Task details
Select every line of the data below that contains the word "jacket" and copy each one in full.
### Supplied records
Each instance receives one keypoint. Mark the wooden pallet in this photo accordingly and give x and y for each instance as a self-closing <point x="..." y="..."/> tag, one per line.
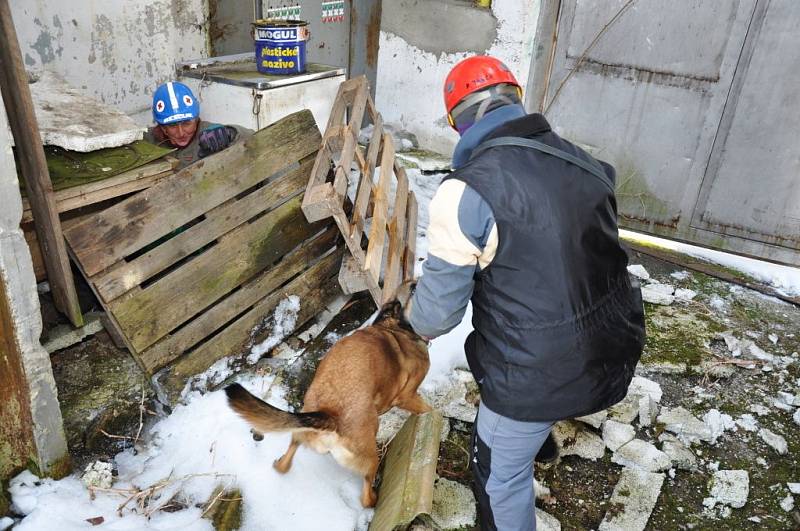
<point x="189" y="267"/>
<point x="326" y="196"/>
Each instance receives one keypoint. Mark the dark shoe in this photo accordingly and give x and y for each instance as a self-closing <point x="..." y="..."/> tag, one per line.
<point x="548" y="452"/>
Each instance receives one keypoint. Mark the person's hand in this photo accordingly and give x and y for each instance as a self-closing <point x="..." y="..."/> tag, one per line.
<point x="213" y="139"/>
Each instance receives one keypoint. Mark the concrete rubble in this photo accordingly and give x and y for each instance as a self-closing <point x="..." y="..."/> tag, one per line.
<point x="680" y="455"/>
<point x="573" y="438"/>
<point x="546" y="521"/>
<point x="595" y="420"/>
<point x="777" y="442"/>
<point x="718" y="423"/>
<point x="76" y="122"/>
<point x="633" y="501"/>
<point x="686" y="426"/>
<point x="728" y="487"/>
<point x="453" y="505"/>
<point x="616" y="434"/>
<point x="641" y="455"/>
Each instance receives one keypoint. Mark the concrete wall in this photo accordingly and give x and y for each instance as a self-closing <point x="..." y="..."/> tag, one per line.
<point x="22" y="321"/>
<point x="421" y="40"/>
<point x="117" y="51"/>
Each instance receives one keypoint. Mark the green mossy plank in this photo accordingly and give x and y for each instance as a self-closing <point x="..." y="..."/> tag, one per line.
<point x="71" y="168"/>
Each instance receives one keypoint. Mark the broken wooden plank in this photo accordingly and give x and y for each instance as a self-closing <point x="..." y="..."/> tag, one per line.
<point x="409" y="472"/>
<point x="33" y="168"/>
<point x="377" y="233"/>
<point x="397" y="238"/>
<point x="206" y="278"/>
<point x="172" y="346"/>
<point x="409" y="257"/>
<point x="154" y="213"/>
<point x="126" y="275"/>
<point x="314" y="287"/>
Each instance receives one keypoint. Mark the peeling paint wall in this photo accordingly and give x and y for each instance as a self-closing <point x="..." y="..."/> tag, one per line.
<point x="421" y="40"/>
<point x="117" y="51"/>
<point x="39" y="420"/>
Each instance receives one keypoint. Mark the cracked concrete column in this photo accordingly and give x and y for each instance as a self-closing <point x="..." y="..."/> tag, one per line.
<point x="31" y="428"/>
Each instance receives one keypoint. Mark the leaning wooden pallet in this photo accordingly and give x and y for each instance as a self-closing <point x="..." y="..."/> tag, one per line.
<point x="340" y="161"/>
<point x="188" y="268"/>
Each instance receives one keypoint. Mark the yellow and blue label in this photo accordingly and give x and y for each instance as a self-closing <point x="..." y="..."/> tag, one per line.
<point x="281" y="50"/>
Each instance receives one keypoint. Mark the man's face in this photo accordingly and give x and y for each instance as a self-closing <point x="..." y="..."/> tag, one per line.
<point x="181" y="133"/>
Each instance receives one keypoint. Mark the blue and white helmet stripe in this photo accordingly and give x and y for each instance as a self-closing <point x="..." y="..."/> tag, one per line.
<point x="174" y="102"/>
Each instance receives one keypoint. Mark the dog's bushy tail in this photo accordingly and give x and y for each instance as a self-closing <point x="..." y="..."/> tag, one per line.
<point x="266" y="418"/>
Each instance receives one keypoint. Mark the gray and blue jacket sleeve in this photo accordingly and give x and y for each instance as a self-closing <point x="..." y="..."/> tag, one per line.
<point x="462" y="240"/>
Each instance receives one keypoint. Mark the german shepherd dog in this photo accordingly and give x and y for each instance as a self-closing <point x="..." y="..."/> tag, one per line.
<point x="361" y="377"/>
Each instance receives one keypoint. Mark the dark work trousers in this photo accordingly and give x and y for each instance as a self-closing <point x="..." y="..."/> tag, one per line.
<point x="503" y="450"/>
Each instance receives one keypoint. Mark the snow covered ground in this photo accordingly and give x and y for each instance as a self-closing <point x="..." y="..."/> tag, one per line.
<point x="202" y="445"/>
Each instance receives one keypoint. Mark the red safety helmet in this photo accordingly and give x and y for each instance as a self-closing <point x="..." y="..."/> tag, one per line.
<point x="472" y="75"/>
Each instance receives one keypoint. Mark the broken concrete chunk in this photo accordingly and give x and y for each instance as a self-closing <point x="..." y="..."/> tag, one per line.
<point x="626" y="410"/>
<point x="777" y="442"/>
<point x="759" y="409"/>
<point x="632" y="501"/>
<point x="595" y="420"/>
<point x="787" y="504"/>
<point x="574" y="439"/>
<point x="685" y="294"/>
<point x="680" y="455"/>
<point x="729" y="487"/>
<point x="718" y="423"/>
<point x="644" y="386"/>
<point x="654" y="296"/>
<point x="453" y="505"/>
<point x="616" y="434"/>
<point x="747" y="422"/>
<point x="648" y="411"/>
<point x="686" y="426"/>
<point x="641" y="455"/>
<point x="546" y="521"/>
<point x="639" y="271"/>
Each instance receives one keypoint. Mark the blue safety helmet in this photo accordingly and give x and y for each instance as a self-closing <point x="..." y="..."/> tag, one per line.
<point x="174" y="102"/>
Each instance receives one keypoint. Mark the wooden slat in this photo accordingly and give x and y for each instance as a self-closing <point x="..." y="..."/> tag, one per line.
<point x="397" y="238"/>
<point x="409" y="259"/>
<point x="33" y="168"/>
<point x="377" y="234"/>
<point x="365" y="185"/>
<point x="172" y="346"/>
<point x="149" y="314"/>
<point x="94" y="192"/>
<point x="126" y="275"/>
<point x="143" y="218"/>
<point x="314" y="287"/>
<point x="352" y="278"/>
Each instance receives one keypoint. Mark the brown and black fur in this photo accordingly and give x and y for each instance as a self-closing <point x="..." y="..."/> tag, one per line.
<point x="362" y="376"/>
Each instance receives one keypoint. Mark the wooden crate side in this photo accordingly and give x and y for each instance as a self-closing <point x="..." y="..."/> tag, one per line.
<point x="143" y="218"/>
<point x="124" y="276"/>
<point x="174" y="345"/>
<point x="377" y="234"/>
<point x="409" y="258"/>
<point x="150" y="314"/>
<point x="315" y="287"/>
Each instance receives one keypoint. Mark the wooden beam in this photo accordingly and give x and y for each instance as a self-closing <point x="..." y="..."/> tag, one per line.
<point x="33" y="167"/>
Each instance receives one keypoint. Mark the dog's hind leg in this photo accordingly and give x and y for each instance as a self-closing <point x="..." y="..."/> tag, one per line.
<point x="283" y="464"/>
<point x="415" y="404"/>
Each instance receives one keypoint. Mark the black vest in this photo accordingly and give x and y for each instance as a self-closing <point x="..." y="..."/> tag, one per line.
<point x="559" y="326"/>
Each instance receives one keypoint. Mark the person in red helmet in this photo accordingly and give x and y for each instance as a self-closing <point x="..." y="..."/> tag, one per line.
<point x="525" y="228"/>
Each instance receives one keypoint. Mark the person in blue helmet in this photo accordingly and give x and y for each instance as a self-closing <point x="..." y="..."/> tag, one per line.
<point x="176" y="112"/>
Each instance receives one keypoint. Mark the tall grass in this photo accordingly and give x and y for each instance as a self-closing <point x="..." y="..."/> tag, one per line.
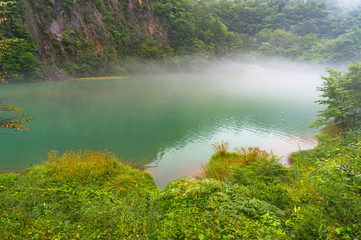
<point x="82" y="166"/>
<point x="222" y="163"/>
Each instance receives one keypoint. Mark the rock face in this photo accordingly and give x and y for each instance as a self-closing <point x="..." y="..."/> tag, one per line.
<point x="62" y="29"/>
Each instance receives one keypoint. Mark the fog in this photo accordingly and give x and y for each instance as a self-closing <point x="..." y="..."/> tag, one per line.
<point x="168" y="117"/>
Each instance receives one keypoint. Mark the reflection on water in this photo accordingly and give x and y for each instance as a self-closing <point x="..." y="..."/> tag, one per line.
<point x="166" y="121"/>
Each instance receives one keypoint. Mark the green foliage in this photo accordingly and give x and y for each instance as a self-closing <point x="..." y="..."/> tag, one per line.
<point x="341" y="95"/>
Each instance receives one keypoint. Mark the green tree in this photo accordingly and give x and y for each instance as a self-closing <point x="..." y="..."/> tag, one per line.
<point x="338" y="99"/>
<point x="10" y="116"/>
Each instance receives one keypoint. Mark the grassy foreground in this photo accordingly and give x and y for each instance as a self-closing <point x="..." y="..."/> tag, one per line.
<point x="246" y="194"/>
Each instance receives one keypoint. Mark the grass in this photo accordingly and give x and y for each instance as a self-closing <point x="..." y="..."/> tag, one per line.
<point x="244" y="194"/>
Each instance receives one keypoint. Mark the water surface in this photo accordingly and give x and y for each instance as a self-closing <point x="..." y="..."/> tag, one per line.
<point x="168" y="121"/>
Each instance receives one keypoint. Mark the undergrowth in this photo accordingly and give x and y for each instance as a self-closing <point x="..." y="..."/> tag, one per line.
<point x="246" y="194"/>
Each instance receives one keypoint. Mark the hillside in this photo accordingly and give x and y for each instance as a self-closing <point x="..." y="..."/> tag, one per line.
<point x="101" y="37"/>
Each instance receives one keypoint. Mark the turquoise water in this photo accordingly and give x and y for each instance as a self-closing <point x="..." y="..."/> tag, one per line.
<point x="168" y="121"/>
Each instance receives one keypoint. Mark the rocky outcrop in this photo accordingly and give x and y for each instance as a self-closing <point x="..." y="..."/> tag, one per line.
<point x="63" y="28"/>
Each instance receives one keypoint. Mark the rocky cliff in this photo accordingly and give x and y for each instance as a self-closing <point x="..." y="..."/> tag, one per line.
<point x="78" y="35"/>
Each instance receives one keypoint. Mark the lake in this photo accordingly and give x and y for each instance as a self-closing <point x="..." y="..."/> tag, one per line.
<point x="168" y="121"/>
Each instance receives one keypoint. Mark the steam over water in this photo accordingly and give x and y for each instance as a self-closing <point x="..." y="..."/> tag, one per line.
<point x="168" y="121"/>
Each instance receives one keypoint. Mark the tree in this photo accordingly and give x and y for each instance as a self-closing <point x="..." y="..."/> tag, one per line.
<point x="10" y="116"/>
<point x="339" y="101"/>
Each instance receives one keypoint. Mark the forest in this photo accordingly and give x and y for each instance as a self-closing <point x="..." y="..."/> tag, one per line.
<point x="317" y="31"/>
<point x="243" y="193"/>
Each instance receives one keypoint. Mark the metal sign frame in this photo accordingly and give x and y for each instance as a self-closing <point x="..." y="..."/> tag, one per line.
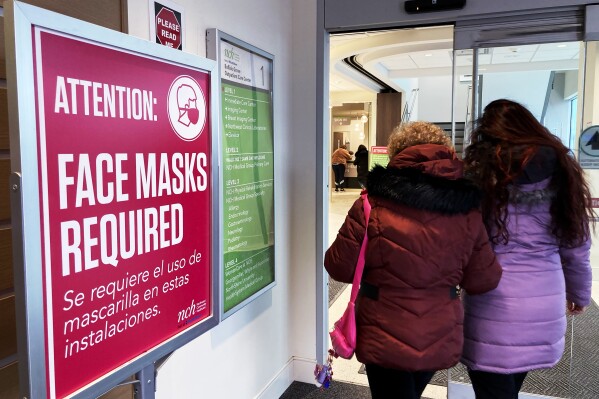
<point x="20" y="23"/>
<point x="214" y="40"/>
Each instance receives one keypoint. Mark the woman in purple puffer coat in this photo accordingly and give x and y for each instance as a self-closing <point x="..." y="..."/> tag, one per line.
<point x="537" y="209"/>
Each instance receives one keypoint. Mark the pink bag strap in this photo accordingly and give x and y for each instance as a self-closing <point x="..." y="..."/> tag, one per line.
<point x="361" y="260"/>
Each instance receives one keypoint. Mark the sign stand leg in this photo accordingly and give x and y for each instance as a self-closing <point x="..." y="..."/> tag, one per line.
<point x="145" y="387"/>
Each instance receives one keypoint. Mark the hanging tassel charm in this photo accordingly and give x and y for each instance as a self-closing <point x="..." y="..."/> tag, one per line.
<point x="323" y="374"/>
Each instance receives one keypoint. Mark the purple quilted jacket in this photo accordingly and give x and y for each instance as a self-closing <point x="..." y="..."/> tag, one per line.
<point x="520" y="325"/>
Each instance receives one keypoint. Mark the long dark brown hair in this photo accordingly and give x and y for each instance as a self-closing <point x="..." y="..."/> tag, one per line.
<point x="504" y="140"/>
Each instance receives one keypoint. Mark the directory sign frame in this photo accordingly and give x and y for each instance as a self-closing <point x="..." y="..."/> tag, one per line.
<point x="247" y="169"/>
<point x="113" y="187"/>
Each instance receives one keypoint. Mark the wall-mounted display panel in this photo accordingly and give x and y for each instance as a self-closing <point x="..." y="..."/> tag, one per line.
<point x="114" y="178"/>
<point x="247" y="170"/>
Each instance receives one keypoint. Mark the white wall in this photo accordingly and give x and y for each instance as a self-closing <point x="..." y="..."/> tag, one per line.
<point x="262" y="348"/>
<point x="557" y="116"/>
<point x="435" y="99"/>
<point x="527" y="88"/>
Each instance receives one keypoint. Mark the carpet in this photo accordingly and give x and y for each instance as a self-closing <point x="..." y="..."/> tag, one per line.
<point x="335" y="289"/>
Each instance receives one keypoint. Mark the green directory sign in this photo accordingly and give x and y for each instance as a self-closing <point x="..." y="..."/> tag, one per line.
<point x="247" y="169"/>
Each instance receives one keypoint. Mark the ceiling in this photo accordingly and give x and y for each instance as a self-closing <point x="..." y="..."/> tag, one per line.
<point x="395" y="55"/>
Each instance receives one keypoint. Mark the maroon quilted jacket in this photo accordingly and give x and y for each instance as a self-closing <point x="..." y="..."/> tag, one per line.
<point x="426" y="236"/>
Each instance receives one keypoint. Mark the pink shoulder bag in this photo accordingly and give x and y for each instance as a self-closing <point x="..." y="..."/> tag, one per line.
<point x="343" y="336"/>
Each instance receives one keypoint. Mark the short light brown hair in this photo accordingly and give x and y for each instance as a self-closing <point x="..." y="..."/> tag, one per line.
<point x="414" y="133"/>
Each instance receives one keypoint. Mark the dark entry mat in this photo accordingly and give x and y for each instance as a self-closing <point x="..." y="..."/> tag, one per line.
<point x="573" y="377"/>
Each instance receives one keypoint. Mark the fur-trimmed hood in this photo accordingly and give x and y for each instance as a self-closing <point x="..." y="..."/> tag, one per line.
<point x="414" y="187"/>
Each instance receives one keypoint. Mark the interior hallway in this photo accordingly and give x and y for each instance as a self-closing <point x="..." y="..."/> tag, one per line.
<point x="555" y="383"/>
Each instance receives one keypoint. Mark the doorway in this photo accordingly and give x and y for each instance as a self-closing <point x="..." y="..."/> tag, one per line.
<point x="447" y="80"/>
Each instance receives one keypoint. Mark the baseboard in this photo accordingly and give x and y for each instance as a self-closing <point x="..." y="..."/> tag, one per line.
<point x="296" y="369"/>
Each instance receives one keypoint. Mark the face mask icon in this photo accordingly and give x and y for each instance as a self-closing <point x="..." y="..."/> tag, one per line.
<point x="193" y="114"/>
<point x="187" y="103"/>
<point x="187" y="108"/>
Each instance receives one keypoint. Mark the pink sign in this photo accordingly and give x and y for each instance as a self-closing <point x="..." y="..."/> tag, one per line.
<point x="378" y="150"/>
<point x="125" y="195"/>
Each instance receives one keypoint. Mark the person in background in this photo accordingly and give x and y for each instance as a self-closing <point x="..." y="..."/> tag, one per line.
<point x="339" y="160"/>
<point x="426" y="238"/>
<point x="361" y="162"/>
<point x="536" y="206"/>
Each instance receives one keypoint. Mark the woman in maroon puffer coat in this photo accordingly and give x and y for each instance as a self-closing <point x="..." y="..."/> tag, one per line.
<point x="426" y="237"/>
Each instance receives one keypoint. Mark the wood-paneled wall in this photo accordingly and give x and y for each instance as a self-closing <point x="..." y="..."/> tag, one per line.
<point x="108" y="13"/>
<point x="388" y="115"/>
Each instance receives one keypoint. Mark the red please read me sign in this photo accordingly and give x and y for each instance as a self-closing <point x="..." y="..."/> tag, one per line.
<point x="168" y="28"/>
<point x="124" y="153"/>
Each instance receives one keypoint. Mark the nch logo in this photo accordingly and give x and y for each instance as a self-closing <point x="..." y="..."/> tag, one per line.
<point x="231" y="54"/>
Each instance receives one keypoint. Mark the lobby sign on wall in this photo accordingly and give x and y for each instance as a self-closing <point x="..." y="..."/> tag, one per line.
<point x="247" y="169"/>
<point x="166" y="23"/>
<point x="125" y="196"/>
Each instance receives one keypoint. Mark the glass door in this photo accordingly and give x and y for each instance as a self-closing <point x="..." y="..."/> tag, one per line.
<point x="559" y="83"/>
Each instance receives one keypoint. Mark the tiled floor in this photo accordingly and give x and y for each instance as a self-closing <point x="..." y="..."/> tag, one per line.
<point x="348" y="370"/>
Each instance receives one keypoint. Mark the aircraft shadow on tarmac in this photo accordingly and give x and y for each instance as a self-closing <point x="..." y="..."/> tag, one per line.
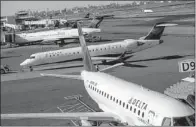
######
Answer for the task
Each instance receives one keypoint. Mark the gray and blue jacket sleeve in this photo accordingly and give x and y for each instance as a self-closing <point x="..." y="..."/> tag, one per line.
Each instance receives one keypoint. Mark the purple quilted jacket in this photo accordingly and give x and y for each instance as a self-closing <point x="..." y="..."/> tag, one per line.
Each instance receives one keypoint. Mark the maroon quilted jacket in this photo accordingly and give x and y for each instance as a self-closing <point x="..." y="..."/> tag, one per line.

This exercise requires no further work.